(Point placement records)
○ ○ ○
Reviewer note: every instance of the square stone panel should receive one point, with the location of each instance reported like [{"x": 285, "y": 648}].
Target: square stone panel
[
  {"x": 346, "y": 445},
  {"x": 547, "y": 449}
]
○ ○ ○
**INSTRUCTIONS TO FOLLOW:** Please copy the records above word for word.

**RESULT:**
Reviewer note: every instance of the square stone panel should receive one point, with the location of each instance reported like [{"x": 285, "y": 648}].
Target: square stone panel
[
  {"x": 346, "y": 445},
  {"x": 547, "y": 449}
]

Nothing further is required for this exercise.